Fragmento del texto ->
• • • •
Viajamos al año 1582, a la fría y húmeda Inglaterra. En un imponente castillo ubicado en Sussex iba a tener lugar una peligrosa ceremonia. Eran malos tiempos para aquellos que querían abrazar el catolicismo, en la Inglaterra gobernada por Isabel I. A la dama del castillo de Arundel, la condesa Anne Howard, no le importaron las consecuencias que la conversión que iba a formalizar ante un sacerdote mariano le podrían acarrear.
Esta es la historia de una dama noble inglesa que vivió en la Inglaterra del siglo XVI, en la que las leyes contra los católicos eran rígidas e implacables. Había nacido en Carlisle, el 21 de marzo de 1557 como Anne Dacres. Era la primogénita de Thomas Dacres, cuarto barón de Glisland, y Elizabeth Leyburne de Cumbria.
Después de dar a luz a tres hijos más, el barón fallecía dejando a su esposa a cargo de Anne y sus tres hermanos. Poco tiempo después, Elizabeth de Cumbria volvía a contraer matrimonio y se convertía en la tercera esposa del duque de Norfolk, Thomas Howard.
• • • •
Tareas por realizar ->
• a. Enumere todas las personas que el fragmento sobre Anne Howard menciona por su nombre. Incluya a cada persona una sola vez, aunque aparezca con más de un nombre.
• b. Responda estas preguntas según el fragmento sobre Anne Howard:
(i) ¿En qué año tiene lugar la ceremonia del castillo?
(ii) ¿En qué ciudad y en qué fecha nació Anne Dacres?
(iii) ¿De quién se convirtió Elizabeth de Cumbria en tercera esposa?
• • • •
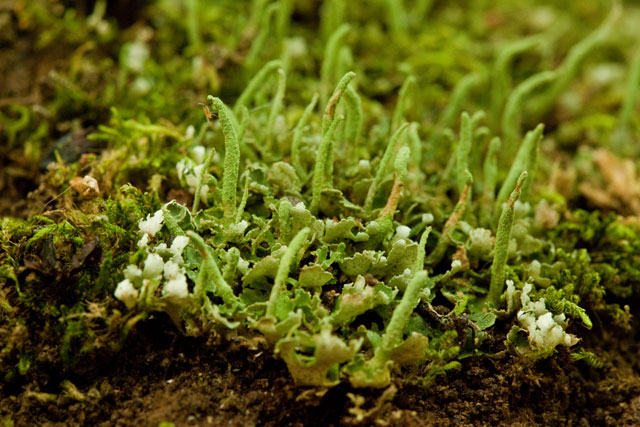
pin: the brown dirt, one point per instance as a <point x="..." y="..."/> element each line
<point x="161" y="376"/>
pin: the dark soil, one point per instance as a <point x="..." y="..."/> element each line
<point x="161" y="376"/>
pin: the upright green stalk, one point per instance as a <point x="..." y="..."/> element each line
<point x="501" y="73"/>
<point x="459" y="95"/>
<point x="283" y="270"/>
<point x="526" y="159"/>
<point x="327" y="121"/>
<point x="490" y="179"/>
<point x="331" y="59"/>
<point x="404" y="102"/>
<point x="231" y="158"/>
<point x="323" y="170"/>
<point x="394" y="330"/>
<point x="203" y="176"/>
<point x="458" y="211"/>
<point x="276" y="106"/>
<point x="212" y="271"/>
<point x="513" y="109"/>
<point x="501" y="249"/>
<point x="321" y="177"/>
<point x="463" y="150"/>
<point x="416" y="146"/>
<point x="255" y="83"/>
<point x="355" y="116"/>
<point x="392" y="148"/>
<point x="330" y="109"/>
<point x="422" y="250"/>
<point x="296" y="161"/>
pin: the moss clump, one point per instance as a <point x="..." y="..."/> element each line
<point x="379" y="233"/>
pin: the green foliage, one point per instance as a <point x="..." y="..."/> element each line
<point x="350" y="224"/>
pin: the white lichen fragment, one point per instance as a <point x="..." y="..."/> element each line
<point x="153" y="266"/>
<point x="176" y="288"/>
<point x="546" y="331"/>
<point x="127" y="293"/>
<point x="402" y="232"/>
<point x="152" y="224"/>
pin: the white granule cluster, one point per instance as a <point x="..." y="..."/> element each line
<point x="153" y="266"/>
<point x="546" y="331"/>
<point x="152" y="224"/>
<point x="176" y="282"/>
<point x="127" y="293"/>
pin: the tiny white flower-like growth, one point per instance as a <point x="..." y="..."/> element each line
<point x="152" y="224"/>
<point x="153" y="266"/>
<point x="546" y="331"/>
<point x="126" y="293"/>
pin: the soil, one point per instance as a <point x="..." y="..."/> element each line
<point x="161" y="376"/>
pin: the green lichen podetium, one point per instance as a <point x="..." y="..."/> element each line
<point x="323" y="170"/>
<point x="503" y="237"/>
<point x="231" y="158"/>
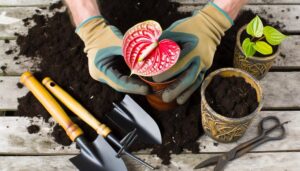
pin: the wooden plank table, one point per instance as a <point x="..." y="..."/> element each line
<point x="23" y="151"/>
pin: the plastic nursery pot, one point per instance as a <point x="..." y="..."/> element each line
<point x="155" y="99"/>
<point x="221" y="128"/>
<point x="256" y="66"/>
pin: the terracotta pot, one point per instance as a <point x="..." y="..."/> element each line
<point x="256" y="66"/>
<point x="155" y="99"/>
<point x="221" y="128"/>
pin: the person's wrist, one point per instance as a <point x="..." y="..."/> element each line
<point x="83" y="9"/>
<point x="231" y="7"/>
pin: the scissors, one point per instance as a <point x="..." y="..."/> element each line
<point x="245" y="147"/>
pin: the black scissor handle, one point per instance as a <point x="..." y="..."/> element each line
<point x="277" y="126"/>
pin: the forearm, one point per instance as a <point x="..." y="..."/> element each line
<point x="231" y="7"/>
<point x="82" y="9"/>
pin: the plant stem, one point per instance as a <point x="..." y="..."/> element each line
<point x="261" y="38"/>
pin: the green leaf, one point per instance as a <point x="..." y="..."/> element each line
<point x="273" y="36"/>
<point x="263" y="48"/>
<point x="255" y="27"/>
<point x="248" y="47"/>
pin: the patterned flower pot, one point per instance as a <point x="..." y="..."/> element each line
<point x="155" y="99"/>
<point x="221" y="128"/>
<point x="256" y="66"/>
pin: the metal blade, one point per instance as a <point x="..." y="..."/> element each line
<point x="221" y="163"/>
<point x="98" y="156"/>
<point x="129" y="115"/>
<point x="208" y="162"/>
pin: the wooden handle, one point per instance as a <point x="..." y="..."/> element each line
<point x="76" y="107"/>
<point x="51" y="105"/>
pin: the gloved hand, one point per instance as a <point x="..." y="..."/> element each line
<point x="198" y="36"/>
<point x="103" y="47"/>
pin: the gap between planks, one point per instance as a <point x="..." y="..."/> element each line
<point x="248" y="162"/>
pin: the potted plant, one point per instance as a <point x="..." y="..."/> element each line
<point x="146" y="56"/>
<point x="257" y="47"/>
<point x="231" y="98"/>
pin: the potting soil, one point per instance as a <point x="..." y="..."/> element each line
<point x="232" y="97"/>
<point x="62" y="58"/>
• • • •
Respuestas del ejercicio ->
• a. Isabel I; Anne Howard (nacida Anne Dacres); Thomas Dacres; Elizabeth Leyburne de Cumbria; Thomas Howard

• b.
(i) En 1582.
(ii) En Carlisle, el 21 de marzo de 1557.
(iii) Del duque de Norfolk, Thomas Howard.